** Activity **
Set down the records once more, please, exactly and with the pictures left out.

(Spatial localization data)

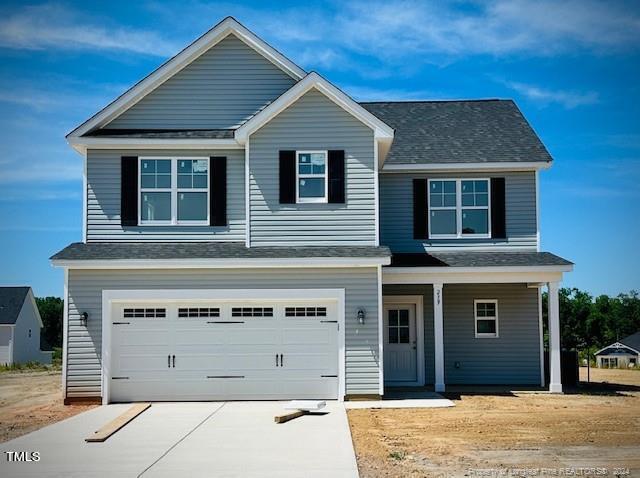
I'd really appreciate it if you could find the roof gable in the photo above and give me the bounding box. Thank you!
[105,33,296,130]
[68,17,306,138]
[0,287,30,325]
[235,72,394,144]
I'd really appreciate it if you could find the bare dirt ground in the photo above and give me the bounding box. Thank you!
[580,366,640,386]
[349,369,640,477]
[0,370,97,443]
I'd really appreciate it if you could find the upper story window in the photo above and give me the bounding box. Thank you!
[429,179,490,238]
[296,151,327,203]
[139,158,209,225]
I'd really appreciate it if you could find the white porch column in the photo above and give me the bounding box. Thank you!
[547,281,563,393]
[433,283,445,392]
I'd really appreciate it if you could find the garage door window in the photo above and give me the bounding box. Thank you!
[178,307,220,318]
[123,308,166,318]
[285,307,327,317]
[231,307,274,317]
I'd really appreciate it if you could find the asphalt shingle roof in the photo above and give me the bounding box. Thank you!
[50,242,391,261]
[620,331,640,352]
[360,100,553,165]
[0,287,30,325]
[390,252,572,268]
[84,129,235,139]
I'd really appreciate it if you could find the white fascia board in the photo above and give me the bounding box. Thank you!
[67,17,306,139]
[235,72,395,144]
[383,265,572,285]
[67,137,242,155]
[381,161,552,173]
[51,256,391,269]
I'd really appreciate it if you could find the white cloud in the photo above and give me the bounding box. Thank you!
[343,85,446,102]
[0,3,179,56]
[206,0,640,72]
[500,80,599,108]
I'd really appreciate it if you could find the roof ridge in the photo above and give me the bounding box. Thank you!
[359,98,511,104]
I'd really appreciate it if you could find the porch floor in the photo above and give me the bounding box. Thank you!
[344,388,455,409]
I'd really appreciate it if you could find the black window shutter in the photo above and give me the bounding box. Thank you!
[279,150,296,204]
[491,177,506,239]
[328,150,345,203]
[210,157,227,226]
[413,178,429,239]
[121,156,138,226]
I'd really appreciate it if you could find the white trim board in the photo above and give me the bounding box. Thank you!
[382,162,551,173]
[383,265,572,285]
[68,138,242,155]
[67,17,305,140]
[100,288,345,404]
[382,295,425,387]
[52,257,391,269]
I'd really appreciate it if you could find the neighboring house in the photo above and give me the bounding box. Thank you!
[0,287,51,366]
[51,17,573,404]
[595,332,640,368]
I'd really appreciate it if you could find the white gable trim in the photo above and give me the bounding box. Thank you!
[594,342,640,356]
[235,72,395,144]
[67,17,306,139]
[382,162,552,172]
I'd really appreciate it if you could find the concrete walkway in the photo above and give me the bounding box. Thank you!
[0,402,359,478]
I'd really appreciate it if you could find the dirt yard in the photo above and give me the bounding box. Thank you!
[580,366,640,386]
[0,370,97,443]
[349,369,640,477]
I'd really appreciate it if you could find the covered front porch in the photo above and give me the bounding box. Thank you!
[380,252,573,394]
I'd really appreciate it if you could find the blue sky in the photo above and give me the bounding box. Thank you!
[0,0,638,297]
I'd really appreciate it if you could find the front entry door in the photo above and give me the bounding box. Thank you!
[383,304,417,383]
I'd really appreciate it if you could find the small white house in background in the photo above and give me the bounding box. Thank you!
[0,287,52,366]
[595,331,640,368]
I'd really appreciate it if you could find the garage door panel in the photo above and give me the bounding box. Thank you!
[110,299,339,401]
[115,326,170,346]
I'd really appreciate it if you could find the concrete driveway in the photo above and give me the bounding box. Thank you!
[0,401,359,478]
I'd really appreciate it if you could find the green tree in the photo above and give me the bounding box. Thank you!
[35,296,63,349]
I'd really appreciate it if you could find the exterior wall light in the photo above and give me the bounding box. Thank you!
[80,312,89,327]
[357,308,366,325]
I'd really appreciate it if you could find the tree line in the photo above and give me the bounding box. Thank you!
[35,289,640,352]
[543,289,640,352]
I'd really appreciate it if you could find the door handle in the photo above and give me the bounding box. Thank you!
[275,353,279,367]
[168,354,171,368]
[280,354,284,367]
[172,355,175,368]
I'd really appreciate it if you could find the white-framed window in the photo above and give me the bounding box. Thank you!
[428,179,491,238]
[296,151,327,203]
[474,299,498,338]
[139,157,209,225]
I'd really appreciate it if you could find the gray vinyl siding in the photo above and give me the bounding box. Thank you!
[249,89,377,246]
[380,171,538,251]
[383,283,541,385]
[65,267,380,398]
[443,283,541,384]
[107,34,296,129]
[86,149,245,241]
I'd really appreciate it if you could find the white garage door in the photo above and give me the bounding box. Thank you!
[109,300,339,402]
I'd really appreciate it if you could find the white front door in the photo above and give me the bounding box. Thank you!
[383,304,417,383]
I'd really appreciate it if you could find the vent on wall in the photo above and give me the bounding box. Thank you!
[285,307,327,317]
[123,308,166,318]
[231,307,273,317]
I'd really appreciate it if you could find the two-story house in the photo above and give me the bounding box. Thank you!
[51,17,572,404]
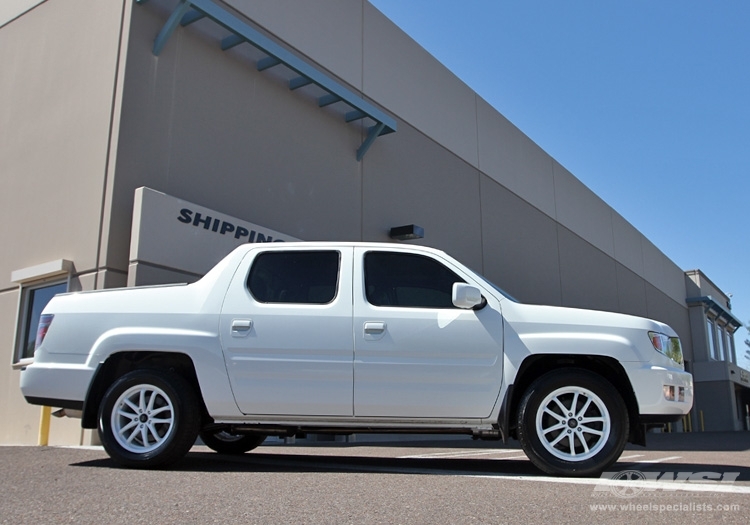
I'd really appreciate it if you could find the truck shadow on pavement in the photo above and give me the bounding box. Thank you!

** Solution to this exercise **
I'd really appreciate it if you could find the roof gable in the photo above and give me the bounding box. Thank you!
[105,33,296,130]
[68,17,306,138]
[0,287,30,325]
[235,72,394,144]
I'd really appreciate it if you could find the bare dirt ground in the photo above and give me the bounding box. Thank you!
[580,366,640,386]
[349,369,640,477]
[0,370,97,443]
I'd really appreciate it if you could find the upper story window in the photo above and give me the bounding box. Thank you!
[429,179,490,238]
[296,151,327,203]
[139,158,209,225]
I'd really appreciate it if you could find the white porch column in the photo above and give me the bounding box. Thank you!
[547,281,563,393]
[433,283,445,392]
I'd really appreciate it if you could find the garage door window in the photo above and give me the bounding box. Thank you!
[178,307,220,318]
[123,308,166,318]
[285,307,327,317]
[231,307,274,317]
I'd really appreciate it if you could find the asphalt shingle roof in the photo above and give me the bounding box. Thank you!
[50,242,391,261]
[620,331,640,352]
[360,100,553,165]
[0,287,30,325]
[390,252,572,268]
[84,129,235,139]
I'd really appreciate it if you could find the white fascia board in the photo above and give me the bounding box. Thank you!
[67,17,306,139]
[235,72,395,144]
[383,265,572,285]
[67,137,242,155]
[381,161,552,173]
[51,256,391,269]
I'd really appreciate it if you could find the white cloud in the photo above and give me the bounding box. Thank you!
[343,85,446,102]
[0,3,179,56]
[206,0,640,72]
[500,80,599,108]
I'd really appreciate it if you could find the roof ridge in the photo above and give me the bounding box. Thank you!
[359,98,511,104]
I'd really appreciate it if you could find the porch floor in the photo above and give me the bounding box. Thank you!
[344,388,455,409]
I'd really appreciate it if you could find the black window shutter in the photo above and give me the bounding box. Thank you!
[279,150,296,204]
[491,177,506,239]
[328,150,345,203]
[210,157,227,226]
[413,178,429,239]
[121,156,138,226]
I'd really appreciate it if you could find the white trim board in the photo above and give me the bounding box. Thank you!
[382,162,551,173]
[383,265,572,285]
[68,138,242,155]
[67,17,305,140]
[100,288,345,404]
[382,295,425,387]
[52,257,391,269]
I'd really appreciate it if you could find the neighboring house in the photo above and give me the bounding box. Thank you!
[0,287,51,366]
[51,17,573,404]
[595,332,640,368]
I'd really appreciate it if you could find the white gable trim in the photo above and give me the bounding box. Thank you!
[594,342,640,356]
[235,72,395,144]
[67,17,306,139]
[382,162,552,172]
I'd really appreciate it if you could find the concrete walkway in the photo above and give me the bounding box. Thank you!
[0,402,359,478]
I'd really appreciate it if you could find the dirt yard in the photo above and give me the bounding box. Thank you!
[580,366,640,386]
[0,370,97,443]
[349,369,640,477]
I'd really appreciate it if you could find the covered front porch in the photo above and give me the bounding box. Thank you!
[380,252,573,394]
I'd really appreciate it if you could find the blue sky in the photo above and give me the bounding box. Thank you!
[0,0,638,297]
I'd really appreciate it if you could find the front entry door in the photo above and give me the bounding box. Thank you!
[383,304,417,383]
I'd really appreciate it if you could find the small white house in background in the photo above and give me the bounding box. Thank you!
[0,287,52,366]
[595,331,640,368]
I'd really appreciate it if you could find the garage door panel in the photo above and give me the bounding box. Thank you!
[110,299,339,401]
[115,326,170,346]
I'd really appreciate it if you could find the concrete driveway in the photo above and give me the bounding box. Thank you!
[0,401,359,478]
I'd really appreciate it if you could find the green tree in the photo above and give me the bounding box. Thank you!
[35,296,63,349]
I'd really appreciate it if you could find the exterior wall light in the photo above and give me the bounding box. Thank you!
[80,312,89,327]
[357,308,366,325]
I'd really appreciate it if you could find the tree line in the photo above and give me the bounding box. Thank you!
[35,289,640,352]
[543,289,640,352]
I'd really appreciate it if you could find the door handle in the photo above and give me the bounding box. Thank you!
[275,353,279,367]
[168,354,171,368]
[280,354,284,367]
[172,355,175,368]
I'd really appreciate it if you could find the white-framed window in the photo above and give me the bounding box. Thank you!
[428,179,491,238]
[296,151,327,203]
[474,299,498,338]
[139,157,209,225]
I'd really appreciate it if you could find the gray vinyl siding in the photo above and give me the bounding box. Thank you!
[249,89,377,246]
[380,171,538,251]
[383,283,541,385]
[65,267,380,398]
[443,283,541,384]
[107,34,296,129]
[86,149,245,241]
I'd really appreciate it if you could find the white garage door in the photo above and give me the bounding box. Thank you!
[109,300,339,402]
I'd really appreciate it if you could find the white front door in the photo above and give me the bounding box. Thank you!
[383,304,417,383]
I'd really appreciate it if you could find the vent on wall in the photo above and give me the bounding box. Thank you!
[285,307,327,317]
[123,308,166,318]
[231,307,273,317]
I'd really appreciate it if you could find the two-story house in the photo above and give me the bounding box. Thank you!
[51,17,572,404]
I'd really appreciate it if you could find the truck shadow on pavement in the photo above and give me the bounding box. Thank you!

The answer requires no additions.